◆ **Given data**:

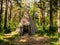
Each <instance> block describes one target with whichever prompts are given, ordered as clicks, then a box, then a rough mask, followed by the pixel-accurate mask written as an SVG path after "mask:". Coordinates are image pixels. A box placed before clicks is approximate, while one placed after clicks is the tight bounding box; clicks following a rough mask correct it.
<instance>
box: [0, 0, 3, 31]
mask: <svg viewBox="0 0 60 45" xmlns="http://www.w3.org/2000/svg"><path fill="white" fill-rule="evenodd" d="M2 6H3V0H0V29H1V30H2V12H3V8H2Z"/></svg>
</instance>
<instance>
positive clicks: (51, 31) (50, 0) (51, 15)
mask: <svg viewBox="0 0 60 45" xmlns="http://www.w3.org/2000/svg"><path fill="white" fill-rule="evenodd" d="M52 27H53V15H52V0H50V29H49V32H50V34H51V33H52V31H53V29H52Z"/></svg>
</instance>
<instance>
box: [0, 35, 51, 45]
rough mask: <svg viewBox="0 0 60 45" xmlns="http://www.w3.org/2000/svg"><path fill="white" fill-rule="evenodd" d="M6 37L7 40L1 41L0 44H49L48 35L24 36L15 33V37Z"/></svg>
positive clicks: (23, 44)
mask: <svg viewBox="0 0 60 45" xmlns="http://www.w3.org/2000/svg"><path fill="white" fill-rule="evenodd" d="M6 39H8V41H5V42H3V43H2V42H1V43H0V45H50V38H49V37H41V36H29V35H28V34H25V35H24V36H17V35H15V38H6Z"/></svg>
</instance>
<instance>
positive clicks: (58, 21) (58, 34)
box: [58, 0, 60, 43]
mask: <svg viewBox="0 0 60 45" xmlns="http://www.w3.org/2000/svg"><path fill="white" fill-rule="evenodd" d="M58 8H59V9H58V42H59V43H60V0H58Z"/></svg>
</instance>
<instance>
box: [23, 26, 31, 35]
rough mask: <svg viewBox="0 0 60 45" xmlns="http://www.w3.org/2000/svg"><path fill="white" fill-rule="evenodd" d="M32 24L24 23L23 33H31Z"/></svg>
mask: <svg viewBox="0 0 60 45" xmlns="http://www.w3.org/2000/svg"><path fill="white" fill-rule="evenodd" d="M30 29H31V28H30V25H28V26H26V25H23V35H24V34H30Z"/></svg>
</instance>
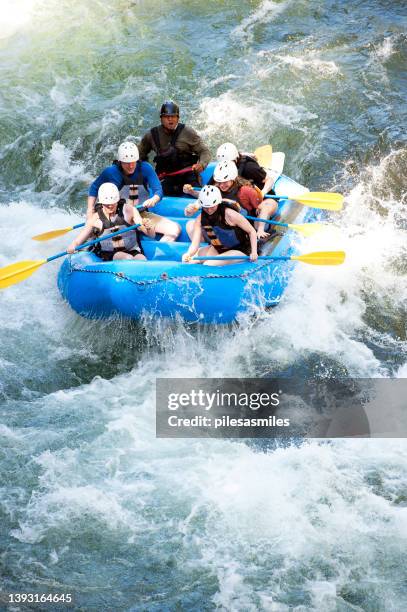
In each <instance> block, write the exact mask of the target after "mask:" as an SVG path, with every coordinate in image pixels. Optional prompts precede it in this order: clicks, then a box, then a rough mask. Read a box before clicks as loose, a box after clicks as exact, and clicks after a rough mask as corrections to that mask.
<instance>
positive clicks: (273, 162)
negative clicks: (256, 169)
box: [266, 152, 285, 176]
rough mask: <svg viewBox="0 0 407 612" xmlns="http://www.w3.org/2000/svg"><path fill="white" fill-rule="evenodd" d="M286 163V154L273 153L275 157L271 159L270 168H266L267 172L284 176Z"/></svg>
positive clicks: (274, 156)
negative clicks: (283, 175)
mask: <svg viewBox="0 0 407 612" xmlns="http://www.w3.org/2000/svg"><path fill="white" fill-rule="evenodd" d="M284 162H285V153H281V152H276V153H274V152H273V157H272V158H271V164H270V167H269V168H266V170H273V172H275V173H276V174H278V175H279V176H280V174H283V170H284Z"/></svg>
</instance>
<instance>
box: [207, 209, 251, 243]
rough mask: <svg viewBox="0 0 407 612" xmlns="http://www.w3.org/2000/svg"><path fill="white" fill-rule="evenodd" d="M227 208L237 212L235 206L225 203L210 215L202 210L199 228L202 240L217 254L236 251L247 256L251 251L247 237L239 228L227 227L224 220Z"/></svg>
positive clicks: (243, 232)
mask: <svg viewBox="0 0 407 612" xmlns="http://www.w3.org/2000/svg"><path fill="white" fill-rule="evenodd" d="M227 208H230V209H232V210H236V211H237V212H238V210H237V207H236V206H234V205H233V204H229V203H227V202H222V203H221V204H219V206H218V207H217V209H216V211H215V212H214V213H213V214H212V215H209V214H208V213H207V212H206V210H205V209H204V208H203V209H202V211H201V226H202V233H203V235H204V238H205V240H206V241H207V242H209V244H211V245H212V246H213V247H214V248H215V249H216V250H217V251H218V253H225V251H229V250H230V249H237V250H238V251H242V252H243V253H246V254H247V255H248V254H249V253H250V250H251V246H250V238H249V235H248V234H247V232H245V231H244V230H242V229H241V228H240V227H236V226H231V225H228V223H227V222H226V218H225V213H226V209H227Z"/></svg>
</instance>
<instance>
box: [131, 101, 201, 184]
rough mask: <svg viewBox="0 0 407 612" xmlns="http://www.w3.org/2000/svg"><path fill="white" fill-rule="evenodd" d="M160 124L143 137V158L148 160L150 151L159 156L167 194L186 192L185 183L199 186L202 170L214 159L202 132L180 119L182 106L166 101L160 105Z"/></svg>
mask: <svg viewBox="0 0 407 612" xmlns="http://www.w3.org/2000/svg"><path fill="white" fill-rule="evenodd" d="M160 119H161V125H158V126H156V127H153V128H152V129H151V130H149V131H148V132H147V133H146V134H145V135H144V136H143V138H142V140H141V143H140V146H139V149H140V158H141V159H142V160H147V158H148V155H149V153H150V152H151V151H154V152H155V154H156V156H155V158H154V162H155V164H156V167H155V169H156V172H157V174H158V177H159V178H160V180H161V183H162V187H163V191H164V195H171V196H180V195H183V191H182V187H183V185H184V183H189V184H191V185H194V186H199V185H200V177H199V173H200V172H202V171H203V170H204V169H205V168H206V166H207V165H208V163H209V162H210V160H211V152H210V151H209V149H208V147H207V146H206V145H205V144H204V142H203V141H202V139H201V137H200V136H199V134H197V133H196V132H195V130H193V129H192V128H191V127H189V126H186V125H185V124H184V123H180V122H179V107H178V105H177V104H175V102H172V101H167V102H164V104H163V105H162V106H161V111H160ZM185 168H191V170H190V171H189V172H183V173H180V174H176V175H175V176H169V175H170V174H172V173H173V172H177V171H179V170H183V169H185Z"/></svg>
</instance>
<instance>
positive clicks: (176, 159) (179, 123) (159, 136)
mask: <svg viewBox="0 0 407 612" xmlns="http://www.w3.org/2000/svg"><path fill="white" fill-rule="evenodd" d="M184 127H185V124H184V123H178V125H177V127H176V128H175V130H174V132H173V133H172V135H171V140H170V144H169V146H168V147H167V148H166V149H162V148H161V143H160V133H159V126H156V127H154V128H152V129H151V136H152V139H153V141H154V145H155V148H156V151H157V154H156V156H155V157H154V160H153V161H154V162H155V171H156V172H157V174H164V173H166V172H176V171H177V170H182V168H187V167H188V166H193V165H194V164H196V163H197V162H198V160H199V156H198V155H196V154H195V153H188V152H184V151H179V150H178V149H177V146H176V145H177V140H178V137H179V135H180V134H181V132H182V130H183V129H184Z"/></svg>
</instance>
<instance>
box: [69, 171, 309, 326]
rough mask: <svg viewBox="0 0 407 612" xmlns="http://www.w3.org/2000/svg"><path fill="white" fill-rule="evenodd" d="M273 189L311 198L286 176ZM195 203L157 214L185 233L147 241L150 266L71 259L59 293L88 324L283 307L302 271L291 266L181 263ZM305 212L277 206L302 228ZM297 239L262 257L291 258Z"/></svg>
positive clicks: (164, 207) (132, 261)
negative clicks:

◆ **What to do**: Write out exactly the lines above from the line with "163V154L273 153L275 157L271" through the line with "positive clicks: (274, 156)", both of them included, and leave out all other lines.

◆ **Expected output**:
rough mask: <svg viewBox="0 0 407 612" xmlns="http://www.w3.org/2000/svg"><path fill="white" fill-rule="evenodd" d="M286 163V154L273 153L275 157L271 159L270 168H266L267 172L284 176Z"/></svg>
positive clicks: (274, 156)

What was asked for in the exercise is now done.